**Exercise set**
1 – Translate this sentence from the book overview into Spanish: "Part II discusses rendering, focusing on modeling light-matter interactions."
2 – Duplicate the passage of the book overview between "Part II discusses" and "presence of noise.", inclusive.

____ Text section

The book starts with an overview of or, rather, an invitation to visual computing, putting different topics we will discuss into a unified framework. The rest of the book is then divided into four major parts.

Part I is concerned with the human visual system. The output of an imaging system, a display, or a rendering system is ultimately consumed by humans. Even computer vision algorithms that analyze visual inputs take inspirations from human vision.

Part II discusses rendering, focusing on modeling light-matter interactions. We will mostly be taking a geometrical optics perspective, using radiometry and radiative transfer (or light transport) as our main theoretical tool.

Part III discusses imaging, where we will cover how a modern digital camera forms an image from a real-world scene. We will discuss the imaging optics, the image sensor architecture, and the post-sensing image signal processing. Along the way, we focus on computational modeling of the image formation process, taking a linear system perspective and accounting for the presence of noise.

Part IV discusses displays. We will discuss modern display architectures, including its optical components that turn electrical signals to lights, the electrical components that drive the optics, and the computational components that turn image pixels to drive signals.

Other Books

This is necessarily an incomplete list, because I can mention only books that I find myself reviewing from time to time.

________
____ Records

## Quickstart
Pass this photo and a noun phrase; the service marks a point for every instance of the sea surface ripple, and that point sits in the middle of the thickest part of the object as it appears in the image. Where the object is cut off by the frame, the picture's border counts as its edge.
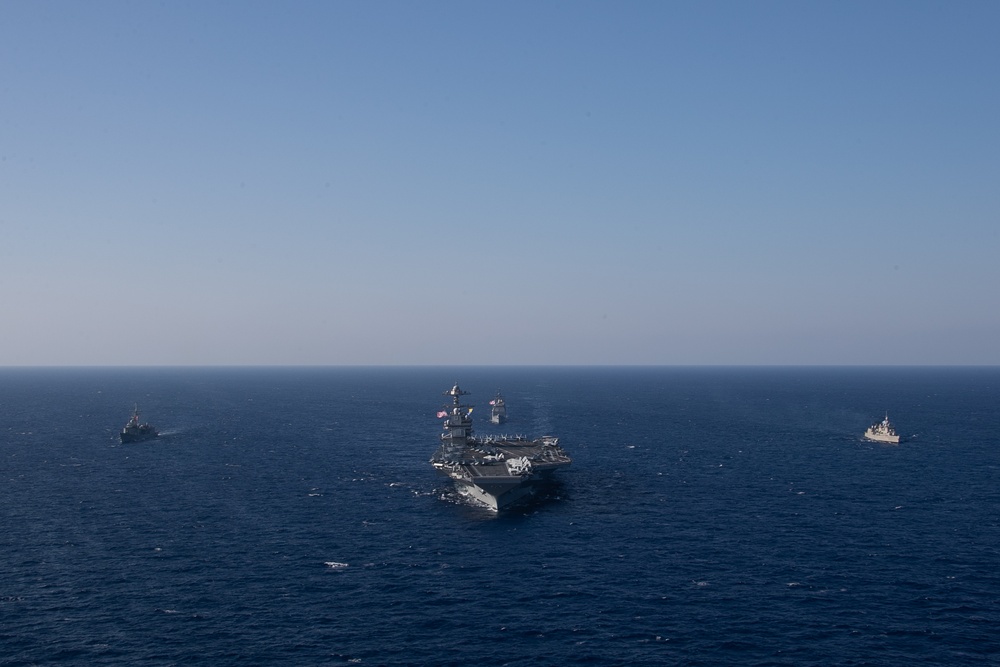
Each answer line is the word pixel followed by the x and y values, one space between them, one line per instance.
pixel 711 516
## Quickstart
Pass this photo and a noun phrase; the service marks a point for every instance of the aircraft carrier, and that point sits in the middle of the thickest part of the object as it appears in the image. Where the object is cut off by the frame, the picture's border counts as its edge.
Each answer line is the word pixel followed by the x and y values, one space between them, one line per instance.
pixel 496 471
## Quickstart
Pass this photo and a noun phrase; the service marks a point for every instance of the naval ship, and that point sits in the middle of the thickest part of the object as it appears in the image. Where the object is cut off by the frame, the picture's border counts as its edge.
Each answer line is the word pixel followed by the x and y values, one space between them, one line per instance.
pixel 136 432
pixel 882 432
pixel 498 414
pixel 497 471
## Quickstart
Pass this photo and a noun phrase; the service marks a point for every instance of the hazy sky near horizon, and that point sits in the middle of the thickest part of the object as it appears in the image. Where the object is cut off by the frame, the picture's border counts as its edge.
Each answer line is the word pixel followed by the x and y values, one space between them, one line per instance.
pixel 499 183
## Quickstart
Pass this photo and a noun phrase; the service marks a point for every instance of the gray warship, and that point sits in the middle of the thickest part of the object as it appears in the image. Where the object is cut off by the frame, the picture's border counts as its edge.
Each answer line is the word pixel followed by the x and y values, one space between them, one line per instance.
pixel 496 471
pixel 136 432
pixel 882 432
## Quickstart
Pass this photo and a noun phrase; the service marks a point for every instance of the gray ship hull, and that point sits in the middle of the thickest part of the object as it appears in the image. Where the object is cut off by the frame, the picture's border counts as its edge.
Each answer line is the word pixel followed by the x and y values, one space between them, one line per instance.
pixel 500 473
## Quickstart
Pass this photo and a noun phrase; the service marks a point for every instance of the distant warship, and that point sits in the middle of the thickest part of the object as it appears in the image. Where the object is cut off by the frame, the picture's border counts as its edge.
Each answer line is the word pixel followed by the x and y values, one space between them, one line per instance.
pixel 497 471
pixel 498 414
pixel 882 432
pixel 136 432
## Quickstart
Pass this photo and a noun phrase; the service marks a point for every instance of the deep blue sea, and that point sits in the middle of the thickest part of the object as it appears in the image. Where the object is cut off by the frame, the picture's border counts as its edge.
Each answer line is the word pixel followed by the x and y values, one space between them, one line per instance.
pixel 290 517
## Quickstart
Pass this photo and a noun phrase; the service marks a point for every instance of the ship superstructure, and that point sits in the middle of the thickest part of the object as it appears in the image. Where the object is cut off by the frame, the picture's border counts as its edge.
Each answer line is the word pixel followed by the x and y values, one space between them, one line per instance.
pixel 498 410
pixel 497 471
pixel 882 432
pixel 136 432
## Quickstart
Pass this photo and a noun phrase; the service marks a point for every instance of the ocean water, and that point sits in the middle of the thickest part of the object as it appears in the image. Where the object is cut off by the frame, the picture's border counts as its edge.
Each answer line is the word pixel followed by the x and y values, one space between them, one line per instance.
pixel 290 517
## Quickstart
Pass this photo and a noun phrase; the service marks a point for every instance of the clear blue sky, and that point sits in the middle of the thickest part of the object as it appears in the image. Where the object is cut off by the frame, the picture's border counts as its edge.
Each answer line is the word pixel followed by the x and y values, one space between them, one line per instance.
pixel 499 183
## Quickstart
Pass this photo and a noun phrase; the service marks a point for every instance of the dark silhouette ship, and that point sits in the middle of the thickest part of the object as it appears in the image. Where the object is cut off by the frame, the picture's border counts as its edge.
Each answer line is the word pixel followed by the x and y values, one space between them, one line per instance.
pixel 136 432
pixel 497 471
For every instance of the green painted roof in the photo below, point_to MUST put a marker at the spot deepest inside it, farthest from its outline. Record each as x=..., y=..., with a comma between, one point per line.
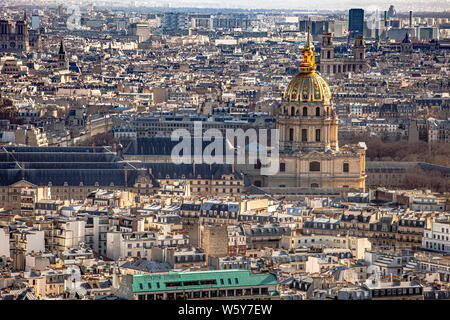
x=189, y=280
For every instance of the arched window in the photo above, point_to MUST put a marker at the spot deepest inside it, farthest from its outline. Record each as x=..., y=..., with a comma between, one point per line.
x=314, y=166
x=345, y=167
x=291, y=134
x=258, y=164
x=304, y=135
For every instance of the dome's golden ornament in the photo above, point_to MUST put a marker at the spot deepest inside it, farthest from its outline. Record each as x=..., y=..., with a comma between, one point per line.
x=307, y=85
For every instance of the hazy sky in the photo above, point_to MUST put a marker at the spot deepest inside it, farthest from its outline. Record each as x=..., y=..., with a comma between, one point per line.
x=402, y=5
x=370, y=5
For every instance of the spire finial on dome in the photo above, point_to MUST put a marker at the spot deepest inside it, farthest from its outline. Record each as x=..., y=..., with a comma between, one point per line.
x=308, y=56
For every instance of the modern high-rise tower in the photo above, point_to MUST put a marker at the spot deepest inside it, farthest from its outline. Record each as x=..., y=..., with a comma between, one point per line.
x=355, y=22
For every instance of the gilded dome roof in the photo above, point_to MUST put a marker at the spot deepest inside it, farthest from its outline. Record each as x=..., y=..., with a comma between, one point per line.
x=307, y=85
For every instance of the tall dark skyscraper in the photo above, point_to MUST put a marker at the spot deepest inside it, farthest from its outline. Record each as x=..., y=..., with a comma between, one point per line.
x=355, y=22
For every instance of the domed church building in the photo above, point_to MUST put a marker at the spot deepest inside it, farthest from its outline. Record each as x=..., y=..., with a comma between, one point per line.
x=310, y=155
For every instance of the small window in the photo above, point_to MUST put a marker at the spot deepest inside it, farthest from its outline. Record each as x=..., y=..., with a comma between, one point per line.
x=304, y=135
x=314, y=166
x=317, y=135
x=291, y=134
x=346, y=167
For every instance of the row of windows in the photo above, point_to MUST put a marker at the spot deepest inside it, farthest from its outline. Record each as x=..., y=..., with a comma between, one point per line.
x=315, y=166
x=304, y=135
x=304, y=112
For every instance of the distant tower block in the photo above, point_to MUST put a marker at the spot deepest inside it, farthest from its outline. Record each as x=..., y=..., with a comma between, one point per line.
x=327, y=49
x=359, y=48
x=331, y=65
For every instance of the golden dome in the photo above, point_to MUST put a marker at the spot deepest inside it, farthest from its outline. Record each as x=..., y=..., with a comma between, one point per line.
x=307, y=85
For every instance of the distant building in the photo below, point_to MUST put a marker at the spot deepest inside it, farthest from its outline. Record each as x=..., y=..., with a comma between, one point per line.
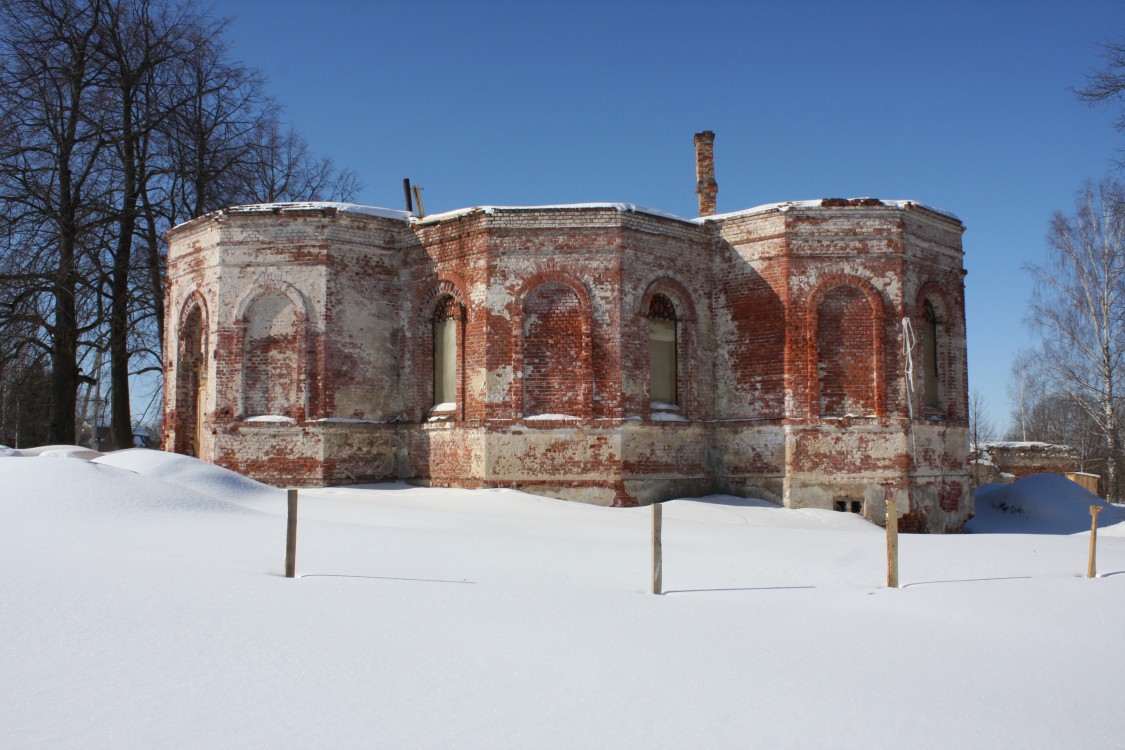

________

**Results for the exercise**
1 – La Parte II trata sobre el renderizado y se centra en el modelado de las interacciones entre la luz y la materia.

2 –
Part II discusses rendering, focusing on modeling light-matter interactions. We will mostly be taking a geometrical optics perspective, using radiometry and radiative transfer (or light transport) as our main theoretical tool.

Part III discusses imaging, where we will cover how a modern digital camera forms an image from a real-world scene. We will discuss the imaging optics, the image sensor architecture, and the post-sensing image signal processing. Along the way, we focus on computational modeling of the image formation process, taking a linear system perspective and accounting for the presence of noise.